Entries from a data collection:

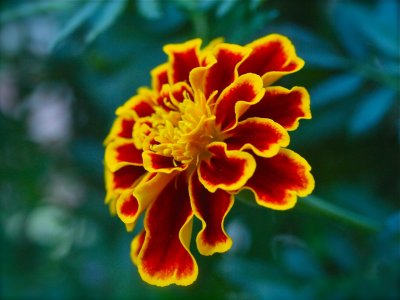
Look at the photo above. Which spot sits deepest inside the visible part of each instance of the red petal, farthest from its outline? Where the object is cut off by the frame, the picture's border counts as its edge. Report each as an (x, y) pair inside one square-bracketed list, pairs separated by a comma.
[(159, 163), (278, 180), (234, 100), (283, 106), (211, 209), (227, 170), (126, 176), (159, 77), (122, 128), (165, 258), (224, 71), (263, 136), (122, 152), (136, 246), (142, 104), (171, 95), (128, 207), (120, 180), (272, 57), (182, 59)]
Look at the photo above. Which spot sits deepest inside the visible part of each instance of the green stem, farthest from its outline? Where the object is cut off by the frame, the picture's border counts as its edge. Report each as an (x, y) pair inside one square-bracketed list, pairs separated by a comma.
[(330, 210), (29, 9), (200, 25), (321, 207)]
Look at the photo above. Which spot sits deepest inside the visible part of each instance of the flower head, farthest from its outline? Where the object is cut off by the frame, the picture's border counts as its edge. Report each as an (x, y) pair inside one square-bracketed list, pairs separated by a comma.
[(210, 126)]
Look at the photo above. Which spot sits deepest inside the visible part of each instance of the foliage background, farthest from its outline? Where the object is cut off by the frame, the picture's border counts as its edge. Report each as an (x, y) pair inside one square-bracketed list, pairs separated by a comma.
[(67, 64)]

Short problem: Quote every entry above word for word, leaving out the pictures.

Task result:
Look at the photo above. Which spot sits deepest inside the visible part of each instance of the red petal, farthest from its outline? Where the object is cut off by the frame, the picture's border counts as its edge. Report each as an (x, y) pair inside one square-bracketed list, pairs separated by a comma.
[(159, 163), (278, 180), (234, 100), (283, 106), (211, 209), (227, 170), (126, 176), (159, 77), (122, 128), (165, 258), (224, 71), (263, 136), (122, 152), (136, 246), (142, 104), (171, 95), (128, 207), (120, 180), (272, 57), (182, 59)]
Look at the photo above. Which spot sits deepest inside the visible part of each instance of the green stem, farthest from its outline? Where the object is cut off by the frame, the picture's border counts as its edge. Report each as an (x, y) pair inside one square-bracketed list, pairs separated by a comma.
[(330, 210), (29, 9), (200, 25), (321, 207)]
Look at the photo above. Which spot sits deepest inside the visible part of each instance of the flower head, farthest from its outline? Where the object is cut off by the frame, the picture's border counts as its edge. Report each as an (x, y) pair inside one square-bracketed list, pairs separated by a comma.
[(210, 126)]
Look at the photo above. Which spot sits deepest inside the visible part of each instance of the foliage background, farthest from its outline? Where the object is cut off by the frame, the picture's border counts as its edge. Report each as an (x, y) pair inside one square-bracketed list, pairs separated by a comma.
[(67, 64)]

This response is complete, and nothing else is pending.